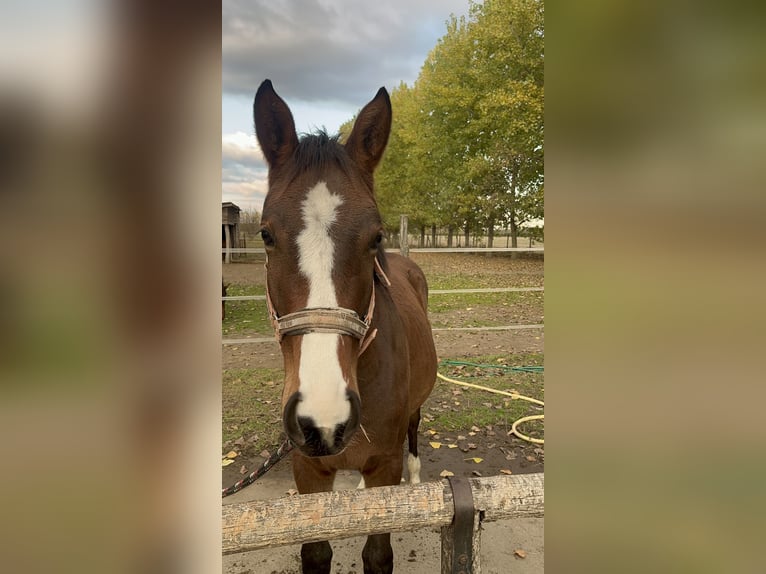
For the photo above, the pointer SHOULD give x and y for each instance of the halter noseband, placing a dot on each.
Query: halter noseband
(328, 319)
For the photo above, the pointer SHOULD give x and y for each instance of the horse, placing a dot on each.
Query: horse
(351, 320)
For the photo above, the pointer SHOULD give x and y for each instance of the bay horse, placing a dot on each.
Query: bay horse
(352, 321)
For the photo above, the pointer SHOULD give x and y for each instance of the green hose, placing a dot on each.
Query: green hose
(525, 369)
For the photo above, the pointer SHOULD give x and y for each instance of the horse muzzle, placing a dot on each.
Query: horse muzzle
(313, 440)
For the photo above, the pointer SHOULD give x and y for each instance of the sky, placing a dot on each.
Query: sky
(325, 58)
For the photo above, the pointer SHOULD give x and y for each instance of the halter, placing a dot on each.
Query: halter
(328, 319)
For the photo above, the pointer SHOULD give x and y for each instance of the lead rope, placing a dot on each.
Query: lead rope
(280, 453)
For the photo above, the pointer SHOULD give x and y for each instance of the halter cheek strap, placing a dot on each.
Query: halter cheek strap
(328, 319)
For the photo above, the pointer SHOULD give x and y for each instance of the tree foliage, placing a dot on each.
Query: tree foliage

• • • • •

WHAT NEEDS TO BE DONE >> Copy out every line in the entries above that holds "instance".

TASK RESPONSE >>
For the photo above, the pointer SHOULD give x and y for each instance of the halter noseband, placing a dot on each.
For the photo above, the pointer SHOULD give x and y for each instance of the horse, placing a dot on each.
For the photo above, the pointer SHOULD give x and y for each instance of the bay horse, placing a dot on each.
For the photo above, the pointer SHOULD give x and y for each instance of the green hose, placing a dot on each.
For the photo above, the pointer SHOULD give x and y for each instance of the horse muzzle, placing a dot on each.
For the photo above, the pointer SHOULD give x and y for each instance of the sky, placing a dot on each.
For the photo above, the pointer SHOULD give x and y for each instance of the halter, placing a dot on each.
For the photo above, the pointer SHOULD give x and y for each instance of the lead rope, placing a dot on each.
For the photo above, the pointer SHOULD give x and y for each instance of the halter cheek strap, placing a dot on each.
For the photo above, the pointer SHOULD give x and y for each instance of the tree foliage, placing a dot on each.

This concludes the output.